▶ [Brano estratto]
☆ ☆ ☆ ☆ ☆

Tentano di fuggire alla miseria
senza affidarsi alle organizzazioni dei trafficanti
Si nascondono sulle navi, nel bagagliaio di un'auto, in un
container
Clandestino? No, stowaway
Immigrati che fanno da sé
Ogni anno in tutto il mondo se ne
contano almeno duemila
Spesso ce la fanno ma molte volte non sono così fortunati
di GIOVANNI MARIA
BELLU
I container in cui tempo fa è morto un
immigrato
GENOVA - Danno l'assalto
all'Occidente a mani nude, soli, senza l'aiuto delle
organizzazioni dei trafficanti. Vengono accolti sempre con lo
stesso grido: "Stowaway on board!" , clandestino a bordo. Ogni
anno nel mondo accade circa duemila volte: lungo le rotte
dall'Africa all'Europa, dal Golfo di Guinea al Brasile,
dall'Asia alla costa orientale degli Stati Uniti. Nel solo porto
di Genova, secondo i dati della polizia del mare, dal gennaio
del 2007 ne sono arrivati dieci. Qualcuno è stato individuato
durante il viaggio, altri sono sbucati dopo l'approdo. Chi dal
bagagliaio di una macchina, chi da un container, chi dal vano
del timone.
Anche in Italia gli addetti ai lavori li indicano col termine
inglese: "stowaway", forse perché da noi la parola "clandestino"
ha assunto troppi ed equivoci significati e non individua più
l'uomo che, in solitudine, con la sola forza dell'intelligenza e
il solo sostegno della fortuna, tenta di modificare il proprio
destino.

☆ ☆ ☆ ☆ ☆

(Alcuni dati)
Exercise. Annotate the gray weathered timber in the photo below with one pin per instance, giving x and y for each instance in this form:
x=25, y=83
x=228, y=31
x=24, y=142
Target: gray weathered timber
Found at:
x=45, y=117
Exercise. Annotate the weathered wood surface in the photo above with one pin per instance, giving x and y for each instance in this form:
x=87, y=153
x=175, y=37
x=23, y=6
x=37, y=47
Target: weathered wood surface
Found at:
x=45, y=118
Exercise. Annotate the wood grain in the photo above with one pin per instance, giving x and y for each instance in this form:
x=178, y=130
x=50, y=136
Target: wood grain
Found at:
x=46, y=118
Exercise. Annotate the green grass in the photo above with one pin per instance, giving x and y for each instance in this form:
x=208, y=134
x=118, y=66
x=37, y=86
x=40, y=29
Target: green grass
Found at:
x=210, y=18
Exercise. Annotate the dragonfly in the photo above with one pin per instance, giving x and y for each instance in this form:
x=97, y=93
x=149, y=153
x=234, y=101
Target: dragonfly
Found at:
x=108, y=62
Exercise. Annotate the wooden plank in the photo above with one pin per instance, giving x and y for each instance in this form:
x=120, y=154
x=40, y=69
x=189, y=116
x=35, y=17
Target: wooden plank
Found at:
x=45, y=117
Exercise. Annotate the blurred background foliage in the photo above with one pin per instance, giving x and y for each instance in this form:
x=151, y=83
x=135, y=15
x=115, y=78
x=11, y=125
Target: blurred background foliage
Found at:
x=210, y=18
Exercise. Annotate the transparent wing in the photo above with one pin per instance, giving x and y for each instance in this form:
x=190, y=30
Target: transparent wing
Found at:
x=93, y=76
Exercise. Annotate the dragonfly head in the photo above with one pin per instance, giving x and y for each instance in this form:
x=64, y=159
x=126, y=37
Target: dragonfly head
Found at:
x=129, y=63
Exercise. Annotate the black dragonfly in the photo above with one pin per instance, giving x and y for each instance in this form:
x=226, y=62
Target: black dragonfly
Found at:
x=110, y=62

☆ ☆ ☆ ☆ ☆

▶ [Compiti scritti]
[1] Rispondi a queste domande sull'articolo sugli stowaway.
(a) Quanti stowaway sono arrivati nel porto di Genova dal gennaio del 2007, secondo la polizia del mare?
(b) Con quale grido vengono accolti gli stowaway?
(c) Da quali nascondigli sono sbucati alcuni degli stowaway arrivati a Genova?
[2] Traduci in inglese questa frase dell'articolo sugli stowaway: "Qualcuno è stato individuato durante il viaggio, altri sono sbucati dopo l'approdo."
[3] Continua l'articolo sugli stowaway a partire dall'ultima frase.
I dati non hanno alcun legame con l'articolo sugli stowaway.

▶ [Risultati dei compiti]
[1]
(a) Dieci.
(b) "Stowaway on board!"
(c) Dal bagagliaio di una macchina, da un container e dal vano del timone.

[2] Some were spotted during the voyage, others emerged after landing.

[3]
La fortuna è fondamentale per lo stowaway. Mamadou Cisse, che
adesso vive in Italia, probabilmente è uno dei clandestini più
fortunati del mondo. Ne è consapevole. "Sono entrato nella nave
nascosto sotto un camion - racconta - L'autista, un senegalese,
mi ha scoperto. Gli ho messo in mano una moneta da 50 centesimi
che mi era stata regalata da un turista. L'ha presa ed è stato
zitto".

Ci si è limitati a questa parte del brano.